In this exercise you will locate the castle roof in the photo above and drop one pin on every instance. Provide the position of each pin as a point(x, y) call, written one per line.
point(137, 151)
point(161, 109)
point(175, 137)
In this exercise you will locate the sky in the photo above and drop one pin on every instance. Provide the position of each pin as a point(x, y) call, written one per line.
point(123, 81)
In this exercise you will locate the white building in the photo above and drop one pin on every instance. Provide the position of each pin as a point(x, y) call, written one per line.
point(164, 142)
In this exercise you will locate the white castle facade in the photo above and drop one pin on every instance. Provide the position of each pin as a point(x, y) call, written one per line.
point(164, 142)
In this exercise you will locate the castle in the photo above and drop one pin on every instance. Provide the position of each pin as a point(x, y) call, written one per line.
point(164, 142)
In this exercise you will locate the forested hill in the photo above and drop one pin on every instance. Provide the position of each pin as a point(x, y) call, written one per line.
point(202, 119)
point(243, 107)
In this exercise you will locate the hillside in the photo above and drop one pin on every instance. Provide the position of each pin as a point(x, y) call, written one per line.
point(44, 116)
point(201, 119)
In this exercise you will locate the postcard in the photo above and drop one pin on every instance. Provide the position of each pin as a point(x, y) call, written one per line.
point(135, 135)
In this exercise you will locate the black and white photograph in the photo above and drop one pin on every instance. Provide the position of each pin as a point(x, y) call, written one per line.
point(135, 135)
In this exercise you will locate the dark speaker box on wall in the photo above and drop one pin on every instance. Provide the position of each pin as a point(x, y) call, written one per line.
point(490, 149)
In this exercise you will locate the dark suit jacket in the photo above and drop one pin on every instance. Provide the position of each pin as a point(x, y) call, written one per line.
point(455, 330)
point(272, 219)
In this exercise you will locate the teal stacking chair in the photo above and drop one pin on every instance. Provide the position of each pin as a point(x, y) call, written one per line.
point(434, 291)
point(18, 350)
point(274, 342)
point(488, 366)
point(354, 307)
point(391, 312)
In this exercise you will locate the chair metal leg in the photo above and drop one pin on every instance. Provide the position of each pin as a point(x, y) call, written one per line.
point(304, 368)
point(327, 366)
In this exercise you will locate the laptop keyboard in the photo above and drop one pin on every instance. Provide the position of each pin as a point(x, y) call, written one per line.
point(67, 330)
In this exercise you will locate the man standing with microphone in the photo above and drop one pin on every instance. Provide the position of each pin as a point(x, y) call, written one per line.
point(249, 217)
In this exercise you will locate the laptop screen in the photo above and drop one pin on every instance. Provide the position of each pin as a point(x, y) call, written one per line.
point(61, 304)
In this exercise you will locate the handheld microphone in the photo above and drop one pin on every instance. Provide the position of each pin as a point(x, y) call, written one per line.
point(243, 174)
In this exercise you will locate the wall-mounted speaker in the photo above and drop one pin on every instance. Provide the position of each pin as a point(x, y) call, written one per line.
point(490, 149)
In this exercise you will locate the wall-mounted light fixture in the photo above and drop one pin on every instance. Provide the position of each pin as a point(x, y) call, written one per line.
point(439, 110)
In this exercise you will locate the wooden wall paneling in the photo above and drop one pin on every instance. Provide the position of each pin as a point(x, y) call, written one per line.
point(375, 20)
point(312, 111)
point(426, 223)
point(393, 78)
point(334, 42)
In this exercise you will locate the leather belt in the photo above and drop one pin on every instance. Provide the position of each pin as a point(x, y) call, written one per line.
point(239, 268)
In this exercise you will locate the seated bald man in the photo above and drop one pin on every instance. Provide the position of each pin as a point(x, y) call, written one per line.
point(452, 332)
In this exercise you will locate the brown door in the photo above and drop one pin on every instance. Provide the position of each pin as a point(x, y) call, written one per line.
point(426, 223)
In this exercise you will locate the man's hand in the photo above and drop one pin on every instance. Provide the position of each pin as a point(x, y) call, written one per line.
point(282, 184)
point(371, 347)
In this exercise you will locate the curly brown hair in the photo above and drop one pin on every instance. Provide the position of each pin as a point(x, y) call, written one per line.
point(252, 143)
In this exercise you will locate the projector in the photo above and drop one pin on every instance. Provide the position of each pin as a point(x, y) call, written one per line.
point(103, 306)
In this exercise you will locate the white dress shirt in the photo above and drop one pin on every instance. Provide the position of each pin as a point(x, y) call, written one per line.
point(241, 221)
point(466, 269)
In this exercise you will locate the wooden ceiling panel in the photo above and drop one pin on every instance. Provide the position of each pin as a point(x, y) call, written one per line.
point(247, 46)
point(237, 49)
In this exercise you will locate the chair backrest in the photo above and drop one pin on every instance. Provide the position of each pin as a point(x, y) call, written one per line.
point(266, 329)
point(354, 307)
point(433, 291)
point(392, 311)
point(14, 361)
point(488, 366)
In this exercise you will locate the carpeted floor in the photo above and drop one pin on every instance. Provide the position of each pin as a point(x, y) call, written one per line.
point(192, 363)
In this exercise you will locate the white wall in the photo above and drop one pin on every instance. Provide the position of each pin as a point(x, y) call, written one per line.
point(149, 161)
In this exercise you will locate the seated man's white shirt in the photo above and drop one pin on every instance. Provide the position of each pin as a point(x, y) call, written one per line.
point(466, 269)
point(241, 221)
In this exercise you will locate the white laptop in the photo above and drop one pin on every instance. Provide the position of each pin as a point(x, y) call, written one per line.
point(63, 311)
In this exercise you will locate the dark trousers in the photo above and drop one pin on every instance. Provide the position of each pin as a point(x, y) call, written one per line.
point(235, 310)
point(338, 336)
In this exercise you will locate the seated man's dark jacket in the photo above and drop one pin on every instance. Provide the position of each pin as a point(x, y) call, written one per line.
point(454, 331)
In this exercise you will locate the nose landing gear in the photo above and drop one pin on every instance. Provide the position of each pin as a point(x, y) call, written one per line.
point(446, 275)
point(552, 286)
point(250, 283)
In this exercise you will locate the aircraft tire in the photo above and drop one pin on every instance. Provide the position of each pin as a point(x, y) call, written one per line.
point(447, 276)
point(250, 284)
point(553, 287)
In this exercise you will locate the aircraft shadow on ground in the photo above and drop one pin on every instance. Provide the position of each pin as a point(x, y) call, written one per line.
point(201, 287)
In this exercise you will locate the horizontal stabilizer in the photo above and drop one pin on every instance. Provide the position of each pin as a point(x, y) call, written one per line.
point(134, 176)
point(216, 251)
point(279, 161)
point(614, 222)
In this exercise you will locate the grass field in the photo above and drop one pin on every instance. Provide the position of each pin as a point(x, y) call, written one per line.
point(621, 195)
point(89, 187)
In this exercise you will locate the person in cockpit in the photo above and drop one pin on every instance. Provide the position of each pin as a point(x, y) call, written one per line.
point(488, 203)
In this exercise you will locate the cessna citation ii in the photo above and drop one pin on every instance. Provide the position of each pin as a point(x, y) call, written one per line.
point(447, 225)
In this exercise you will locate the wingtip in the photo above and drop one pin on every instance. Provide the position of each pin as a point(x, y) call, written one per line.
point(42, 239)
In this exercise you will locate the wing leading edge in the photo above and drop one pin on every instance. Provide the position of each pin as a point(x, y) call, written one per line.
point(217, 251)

WRITTEN REQUEST. Rewrite all the records above, putting "place one marker" wherever "drop one pin" appears and leaving everything else unchanged.

WORKED SOLUTION.
In this exercise you will locate the castle roof in the photo above and place one marker on every instance. Provide the position of each pin as a point(x, y) call, written one per line.
point(137, 151)
point(161, 109)
point(175, 137)
In this exercise you will locate the sky in the photo above and place one marker on every instance. Provide the position of each pin as a point(x, y) call, written one per line.
point(123, 81)
In this exercise you will locate the white building in the photo above and place one marker on every instance. Provide the position of each pin as a point(x, y) call, written one per line.
point(164, 142)
In this exercise you will locate the white castle facade in the photo above and place one marker on every instance. Provide the position of each pin as a point(x, y) call, written one per line.
point(164, 142)
In this exercise you will locate the castle in the photo above and place one marker on every instance. Provide the position of each pin as a point(x, y) call, written one per line.
point(164, 142)
In this exercise you will locate the forested hill in the photo above and place one marker on every instance. Provide the position of each pin as a point(x, y) call, written one per line.
point(202, 119)
point(243, 107)
In this exercise you will locate the hillside in the photo above and place one marker on every instance. Provide the position of each pin as a point(x, y) call, written one per line.
point(44, 116)
point(201, 119)
In this exercise you will locate the postcard in the photo above and place one marker on every instance. Provide the position of each pin as a point(x, y) call, written one per line.
point(135, 135)
In this exercise you will locate the black and white photograph in the photo above and place one marker on every instance. Provide the position of each pin as a point(x, y) call, written one per line.
point(135, 135)
In this exercise you will locate the dark speaker box on wall in the photo above and place one marker on every instance. Provide the position of each pin as a point(x, y) call, written one per line.
point(490, 149)
In this exercise you will locate the dark suit jacket in the photo above and place one marker on every instance. Provide the position of each pin as a point(x, y) call, written one per line.
point(455, 330)
point(272, 219)
In this exercise you will locate the teal stacking chair in the photo above and place one marker on every instance. Provide the position of each pin as a point(x, y) call, written one per line.
point(434, 291)
point(18, 350)
point(274, 342)
point(488, 366)
point(354, 307)
point(391, 312)
In this exercise you will locate the chair metal leg in the photo above and place one marker on every instance. Provide the position of each pin as a point(x, y) call, written one per line.
point(304, 368)
point(327, 366)
In this exercise you will locate the laptop keyboard in the photo above and place one marker on every instance. Provide the position of each pin as a point(x, y) call, written one per line.
point(67, 330)
In this exercise you will locate the man standing with microphone in the photo above and place one marker on every instance. Provide the position of each pin as a point(x, y) call, written one per line.
point(249, 217)
In this exercise you will locate the laptop screen in the photo above and place one marker on every instance. Provide the position of each pin as a point(x, y) call, written one per line.
point(61, 304)
In this exercise you will locate the handheld microphone in the photo above and place one marker on every instance. Provide the position of each pin as a point(x, y) call, written one per line.
point(243, 174)
In this exercise you will locate the wall-mounted speaker in the photo above and place one marker on every instance. Provide the position of each pin as a point(x, y) call, written one per line.
point(490, 149)
In this exercise you will locate the wall-mounted light fixture in the photo above and place one marker on every instance. Provide the position of each pin as a point(x, y) call, written one per line.
point(439, 110)
In this exercise you will locate the wooden wall paneling in the photo above and place one marker on every instance. Provide the position of each pin as a point(x, y) call, written one per line.
point(375, 20)
point(312, 111)
point(426, 223)
point(393, 78)
point(334, 42)
In this exercise you will locate the leather belt in the photo above and place one marker on every instance. Provide the position of each pin as a point(x, y) call, written one per line.
point(239, 268)
In this exercise you will locate the seated bald man in the photo above and place one marker on every instance. Provide the position of each pin as a point(x, y) call, written one per line.
point(452, 332)
In this exercise you will locate the brown door in the photo above and place one marker on every instance. Provide the position of each pin as a point(x, y) call, written one per line.
point(426, 223)
In this exercise you will locate the man's hand in the photo above and place one marker on every instance. Provide the position of each pin as a point(x, y) call, written one per line.
point(282, 184)
point(371, 347)
In this exercise you will locate the curly brown hair in the photo above and place one marker on every instance. Provide the position of each pin as a point(x, y) call, written one per line.
point(252, 143)
In this exercise you will locate the projector in the photo above and place one marker on every instance. Provide the position of each pin as a point(x, y) call, written one per line.
point(103, 306)
In this exercise you will locate the white dress shirt in the photo above and place one marker on every instance. Provide the position of each pin as a point(x, y) call, written one per line.
point(241, 221)
point(466, 269)
In this exercise you will locate the wooden ceiling panel in the photo above and place one marker on every instance. Provide the position of each pin as a point(x, y) call, written one per line.
point(247, 46)
point(237, 49)
In this exercise you will locate the chair backrest in the photo above and place one marker on every instance. Provide the position of each pin as a point(x, y) call, written one per line.
point(266, 329)
point(354, 307)
point(433, 291)
point(392, 311)
point(14, 361)
point(488, 366)
In this exercise you will locate the carpeted floor in the photo above and place one marker on every instance. Provide the position of each pin as a point(x, y) call, written one per line.
point(192, 363)
In this exercise you will locate the white wall in the photo above and place one marker on every instance. Provide the position of each pin as a point(x, y) call, written one per line.
point(149, 161)
In this exercise you will locate the seated man's white shirt in the photo above and place one marker on every instance. Provide the position of each pin as a point(x, y) call, written one per line.
point(466, 269)
point(241, 221)
In this exercise you will locate the white laptop in the photo above and place one marker on every instance. Provide the position of each pin as a point(x, y) call, written one per line.
point(63, 311)
In this exercise you will locate the dark trousers in the photo above and place one marker on every instance. Provide the position of each pin as a point(x, y) call, written one per line.
point(235, 310)
point(338, 336)
In this exercise you will locate the seated man's dark jacket in the photo above and place one marker on every instance. Provide the position of each pin as a point(x, y) call, written one per line.
point(454, 331)
In this exercise you will locate the nose landing gear in the photo above and place one marker on every instance. Provide the position of each pin as a point(x, y) call, written one per line.
point(446, 275)
point(552, 286)
point(250, 283)
In this exercise you will locate the aircraft tire in the photo above and place one marker on every instance. Provide the position of each pin as a point(x, y) call, written one per line.
point(447, 276)
point(250, 284)
point(553, 287)
In this exercise you will locate the aircraft shadow on ground in the photo above and place one marker on every instance. Provide the position of each pin as a point(x, y) call, written one per line.
point(201, 287)
In this exercise you will locate the horizontal stabilizer in the photo above and place one marker on every instance. Provide the position of each pin as a point(x, y) call, written one per line.
point(134, 176)
point(216, 251)
point(279, 161)
point(614, 222)
In this exercise you will locate the grass field in the photo above and place one marker on every instance. Provide the position of each pin as a point(x, y) call, written one per line.
point(621, 195)
point(89, 187)
In this exercise you will locate the person in cockpit in the photo above and place one marker on every instance. Provide the position of each pin as a point(x, y) call, written one per line.
point(488, 203)
In this exercise you will locate the cessna citation ii in the photo above and place one marker on every instance. Provide the position of each pin as a point(x, y) call, written one per line.
point(447, 225)
In this exercise you will locate the wingtip in the photo above and place one marker on every instance. Provide the position of each pin as a point(x, y) call, written one per line.
point(42, 239)
In this exercise you will locate the wing leading edge in the photo above and place one marker on every instance. Provide the position of each pin as a point(x, y) call, written one per line.
point(217, 251)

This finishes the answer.